Directions for this task: Retype the material below line for line, without changing anything.

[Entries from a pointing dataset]
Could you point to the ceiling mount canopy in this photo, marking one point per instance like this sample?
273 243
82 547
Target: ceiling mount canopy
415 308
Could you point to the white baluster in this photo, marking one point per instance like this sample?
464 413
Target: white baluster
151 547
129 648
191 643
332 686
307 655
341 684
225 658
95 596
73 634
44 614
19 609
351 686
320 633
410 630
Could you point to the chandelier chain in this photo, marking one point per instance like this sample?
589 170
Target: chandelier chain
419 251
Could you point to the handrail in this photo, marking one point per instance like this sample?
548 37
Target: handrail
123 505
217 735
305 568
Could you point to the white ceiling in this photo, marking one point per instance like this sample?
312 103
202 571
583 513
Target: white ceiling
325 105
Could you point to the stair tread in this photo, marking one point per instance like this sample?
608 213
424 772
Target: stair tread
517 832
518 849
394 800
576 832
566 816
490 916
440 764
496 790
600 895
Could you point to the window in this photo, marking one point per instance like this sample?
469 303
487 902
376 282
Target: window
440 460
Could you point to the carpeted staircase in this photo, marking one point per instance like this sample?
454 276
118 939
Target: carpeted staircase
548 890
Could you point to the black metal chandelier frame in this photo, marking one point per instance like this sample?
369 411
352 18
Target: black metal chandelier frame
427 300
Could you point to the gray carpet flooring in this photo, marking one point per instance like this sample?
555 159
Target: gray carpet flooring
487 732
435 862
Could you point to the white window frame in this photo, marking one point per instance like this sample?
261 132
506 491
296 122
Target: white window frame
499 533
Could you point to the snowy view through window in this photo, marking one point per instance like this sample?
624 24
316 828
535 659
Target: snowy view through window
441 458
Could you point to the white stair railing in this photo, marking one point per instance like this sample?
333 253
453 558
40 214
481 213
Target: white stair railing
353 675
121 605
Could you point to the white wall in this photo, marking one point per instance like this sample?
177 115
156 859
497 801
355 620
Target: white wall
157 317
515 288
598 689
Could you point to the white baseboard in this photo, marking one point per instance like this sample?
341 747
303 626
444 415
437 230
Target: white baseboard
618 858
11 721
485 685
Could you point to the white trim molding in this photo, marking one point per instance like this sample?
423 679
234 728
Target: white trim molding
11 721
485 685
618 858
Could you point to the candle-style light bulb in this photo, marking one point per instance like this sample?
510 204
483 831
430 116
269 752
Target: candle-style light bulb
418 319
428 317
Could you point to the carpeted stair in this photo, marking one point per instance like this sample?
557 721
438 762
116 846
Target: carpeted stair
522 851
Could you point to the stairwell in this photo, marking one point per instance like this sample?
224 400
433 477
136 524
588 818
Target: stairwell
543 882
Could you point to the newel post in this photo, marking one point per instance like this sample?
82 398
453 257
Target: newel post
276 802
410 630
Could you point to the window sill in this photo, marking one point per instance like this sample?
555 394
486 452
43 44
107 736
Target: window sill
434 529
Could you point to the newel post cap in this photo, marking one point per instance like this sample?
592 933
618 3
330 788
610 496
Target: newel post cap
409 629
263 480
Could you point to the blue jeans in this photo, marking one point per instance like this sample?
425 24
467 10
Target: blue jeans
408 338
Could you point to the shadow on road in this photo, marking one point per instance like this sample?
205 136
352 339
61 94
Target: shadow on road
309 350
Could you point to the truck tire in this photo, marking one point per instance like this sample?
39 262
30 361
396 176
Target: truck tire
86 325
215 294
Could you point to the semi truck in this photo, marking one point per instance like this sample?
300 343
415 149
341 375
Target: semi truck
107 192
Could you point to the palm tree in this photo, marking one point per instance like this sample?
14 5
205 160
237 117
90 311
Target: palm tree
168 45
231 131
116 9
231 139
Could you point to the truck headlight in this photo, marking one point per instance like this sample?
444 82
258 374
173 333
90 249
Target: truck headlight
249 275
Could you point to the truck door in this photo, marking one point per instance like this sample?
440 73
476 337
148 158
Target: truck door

Response to the exercise:
Could you point to the ceiling mount canopy in this photo, marking one point per instance like this sample?
273 243
82 547
Target: ceiling mount canopy
415 308
Could you point to the white baluster in this photo, marking one point per instance like this sample?
464 413
Target: white baluster
151 547
129 648
191 643
332 686
307 655
341 684
225 658
95 596
73 634
44 614
19 609
351 686
320 633
410 630
Could you point to the chandelier chain in this photo, marking one point per instance like this sample?
589 170
Target: chandelier chain
419 251
Could you point to the handrail in this photo, marking one point per instance like this sample?
548 37
Target: handrail
123 505
217 735
305 568
Could you point to the white ceiling in this photo, marking one point per instance like this sample?
312 103
202 571
583 513
Target: white ceiling
325 105
Could you point to the stair tread in this photo, marking one point per instance like this sample?
608 213
424 772
Target: stair tread
517 832
518 849
394 800
576 832
566 816
490 916
440 764
496 790
600 895
Could you point to the window in this photo, marking one point per instance like this sample?
469 303
487 902
376 282
Target: window
440 460
Could you point to the carpeted staircase in this photo, marking one point per instance like this sample?
454 276
118 939
Target: carpeted staircase
548 890
Could you point to the black metal chandelier frame in this photo, marking one point per instance like this sample?
369 411
352 18
Target: black metal chandelier frame
427 300
Could you point to the gray carpet flooring in this photo, marking one point per instance like this sample?
555 159
Target: gray carpet flooring
487 732
435 862
Could you point to the white window frame in this photo, marking one point per instance like this sample?
261 132
506 491
296 122
Target: white window frame
499 533
Could you point to the snowy view through window in this photo, marking one point per instance like this sample?
624 24
316 828
535 659
Target: snowy view through window
441 458
Could you point to the white stair railing in this photo, marking one point per instance like this sample?
333 253
453 558
40 214
481 213
Target: white stair railing
353 675
121 605
Could you point to the white wall in this photo, marking one point per instance like this sample?
177 115
156 859
497 801
355 620
Target: white wall
157 317
515 288
598 689
Could you point to the white baseboard in this photo, marking one point per instance like this sample?
341 747
303 626
444 415
437 230
Target: white baseboard
618 858
11 721
485 685
Could you point to the white trim molding in this photo, marking one point per instance like this sample?
423 679
234 728
Target: white trim molding
11 721
485 685
618 858
Could you point to the candle-style light bulb in this photo, marking one point per instance like this sample?
510 204
483 831
430 116
269 752
Target: candle-style light bulb
418 319
428 317
Could you point to the carpeted stair in this photo, marking one point per instance like this sample?
557 721
438 762
116 846
Target: carpeted stair
522 851
Could you point to the stairwell in this photo, marking one point per instance like this sample?
224 400
433 477
136 524
588 818
Target: stairwell
543 882
Could you point to the newel post in this photo, marking one point per instance like this sample?
82 398
453 257
Target: newel post
276 802
410 630
Could you point to the window sill in this photo, marking one point per instance like this sample?
555 394
486 452
43 44
107 736
Target: window sill
434 529
Could you point to the newel post cap in this photo, marking one point per instance like this sample?
592 933
618 3
330 788
610 496
Target: newel post cap
409 629
263 480
Could you point to the blue jeans in this photo, marking one point per instance like this sample?
425 24
467 10
Target: blue jeans
408 338
Could you point to the shadow on road in this photo, marking one point per instance like this sample?
205 136
352 339
61 94
Target: shadow on road
309 350
Could you point to the truck tire in this photo, marking one point per instance like this sample?
39 262
30 361
396 176
Target: truck tire
86 325
215 294
Could you point to the semi truck in this photo, marking one point per instance like this sample?
300 343
415 149
341 375
Target: semi truck
107 192
Could you point to the palm tree in this photo, marking one point per instance like this sample?
14 5
205 160
237 117
90 311
Target: palm tree
168 45
231 131
116 9
231 139
Could you point to the truck headlight in this photo, marking one point per instance like this sample?
444 82
258 374
173 333
90 249
Target: truck headlight
249 275
Could you point to the truck door in this photo, marking one point per instance like this sample?
440 73
476 337
148 158
Target: truck door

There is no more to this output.